*Directive A*:
From the records below, extract every line that contains the word "report".

*Source extract*:
____________________
Thus far, the “Making Decisions” series has presented tools and processes used primarily for prioritization or single selection decisions. Decision trees, in contrast, can be used to aid strategy decisions by mapping a series of possible events and outcomes.
Its graphical format allows a decision tree to present a substantial amount of information, while the logical progression of strategy decisions remains clear and easy to follow. The use of probabilities and monetary values of outcomes provides for a straightforward comparison of strategies.
Constructing a Decision Tree
In lieu of abstract descriptions and generic procedures, decision tree development will be elucidated by working through examples. To begin, the simple example posed by Magee (1964) of the decision to host a cocktail party indoors or outdoors, given there is a chance of rain, will be explored.
In this example, there is one decision with two options (indoors or outdoors) and one chance event with two possible outcomes (rain or no rain, a.k.a. “shine”). This combination yields four possible results, as shown in the payoff table of Exhibit 1. It could also be called an “outcome table,” as it only contains qualitative descriptions; use of the term “payoff table” becomes more intuitive with the introduction of monetary values of outcomes.
While the payoff table is useful for organizing one’s thoughts pertaining to the potential results of a decision, it lacks the intuitive nature of a graphical representation. For this, the information contained in the payoff table is transferred to a decision tree, as shown in Exhibit 2.
Read from left to right, a decision tree presents a timeline of events. In this case, there is the decision (indoors or outdoors), represented by a square, followed by a chance event (rain or shine), represented by a circle, and the anticipated outcome of each combination (“disaster,” “real comfort,” etc.), represented by triangles. The square and circles are nodes and each triangle is a leaf; each are connected by branches. A summary of decision tree elements is provided in Exhibit 3.
The decision tree of Exhibit 2 provides an aesthetically pleasing presentation of the cocktail party host’s dilemma. However, beyond organizing information, its descriptive nature has done little to assist the host in making the required decision.
The power of the decision tree becomes evident when the financial implications of decisions are presented for analysis and comparison. To demonstrate this, we modify the cocktail party example to be more than a purely social gathering. Let’s say it is a fundraising event where attendees’ generosity is directly linked to their satisfaction with the event (i.e. comfort level).
This hypothetical fundraising scenario results in the payoff table of Exhibit 4 and the decision tree of Exhibit 5 that present anticipated amounts to be raised in each situation. Clearly, this is an important decision; the collection potential ranges from $30,000 to $100,000. However, the host is no closer to a rational decision, left to clutch a rabbit’s foot or make the decision with a dartboard.
What information would help the host decide? The probability of rain, naturally! The local meteorologist has forecast a 60% chance of rain during the fundraiser; this information is added to the decision tree, as shown in Exhibit 6. The best decision is still not obvious, but we are getting close now!
To compare the relative merits of each option available, we calculate expected values. The expected value (EV) of an outcome is the product of its anticipated monetary value (payoff) and the probability of its occurrence. For example, a rainy outdoor event has an anticipated payoff of $30,000 and a 0.60 probability of occurrence. Therefore, EV = $30,000 x 0.60 = $18,000. Likewise, the expected value of an outdoor event with no rain is EV = $100,000 x 0.40 = $40,000. The EV of a chance node is the sum of its branches’ EVs; thus EVout = $18,000 + $40,000 = $58,000 for an outdoor event. The expected value of an indoor event is calculated in the same way; EVin = $62, 000.
____________________
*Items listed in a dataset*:

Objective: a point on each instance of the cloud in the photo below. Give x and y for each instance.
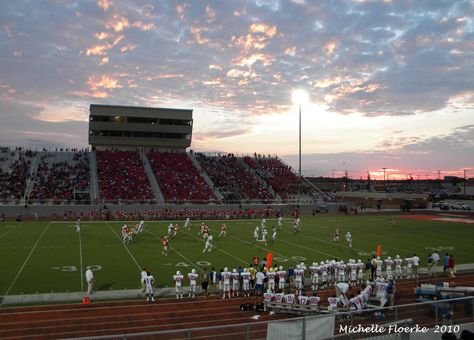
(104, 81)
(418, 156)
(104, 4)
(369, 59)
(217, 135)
____________________
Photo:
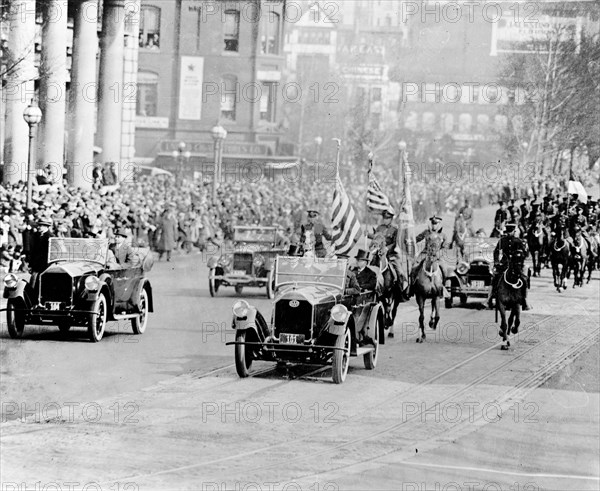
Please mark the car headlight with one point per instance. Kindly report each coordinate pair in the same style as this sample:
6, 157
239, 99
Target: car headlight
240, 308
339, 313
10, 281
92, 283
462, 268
____________________
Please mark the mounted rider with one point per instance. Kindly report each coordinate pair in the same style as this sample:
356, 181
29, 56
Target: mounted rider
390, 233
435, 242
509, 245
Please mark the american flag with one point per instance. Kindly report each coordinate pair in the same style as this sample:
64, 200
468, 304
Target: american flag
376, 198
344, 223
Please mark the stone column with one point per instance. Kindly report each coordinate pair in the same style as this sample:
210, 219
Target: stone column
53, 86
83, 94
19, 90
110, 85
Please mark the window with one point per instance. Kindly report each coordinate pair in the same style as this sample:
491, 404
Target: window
____________________
*Directive B*:
Write the next part of the passage on decision trees above, beginning immediately after its final sentence.

*Task answer A*:
Please mark the car headlight with one point per instance. Kindly report each coordinate pair in the same style as this sample:
Please mark the mounted rider with one point per instance. Kindly report each coordinate pair in the same style as this sample:
Please mark the american flag with one point per instance. Kindly report each coordinate pair in the same style as this sample:
Please mark the stone column with one point per instance. Kindly report each coordinate pair in the same style as this sample:
Please mark the window with one point per instance. Kindly report each coordinate pair in the same style as this sample:

*Task answer B*:
Expected value calculations are shown to the right of the decision tree in Exhibit 7. The calculations are not typically displayed; they are included here for instructional purposes.
The EV of a decision node, or its position value, is equal to that of the preferred branch – the one with the highest payoff or lowest cost (if all are negative). Hence, the position value of this decision is $62,000 and the event will be held indoors. Two hash marks are placed through the “outdoors” branch to signify that it has not been selected; this is called “pruning” the branch. The completed, pruned decision tree is shown in Exhibit 7.
The process of calculating expected values and pruning branches is performed from right to left. Reflecting the reversal of direction, this process is called “rolling back” or “folding back” the decision tree, or simply “rollback.”
Use of a decision tree is advantageous for relatively simple situations like the example above. Its value only increases as the decision environment becomes more complex. Again, this is demonstrated by expanding the previous example. In addition to the indoor/outdoor decision, consideration will also be given to a public fundraiser as well as the private, “invitation-only” event previously presented.
While public events tend to extract smaller individual donations, increased attendance can offset this, though attendees’ generosity remains linked to their comfort. An expanded payoff table, presented in Exhibit 8, includes fundraising estimates for a public event. (This format was chosen because a three-dimensional table is graphically challenging; tabular representation of longer decision chains become confusing and impractical.)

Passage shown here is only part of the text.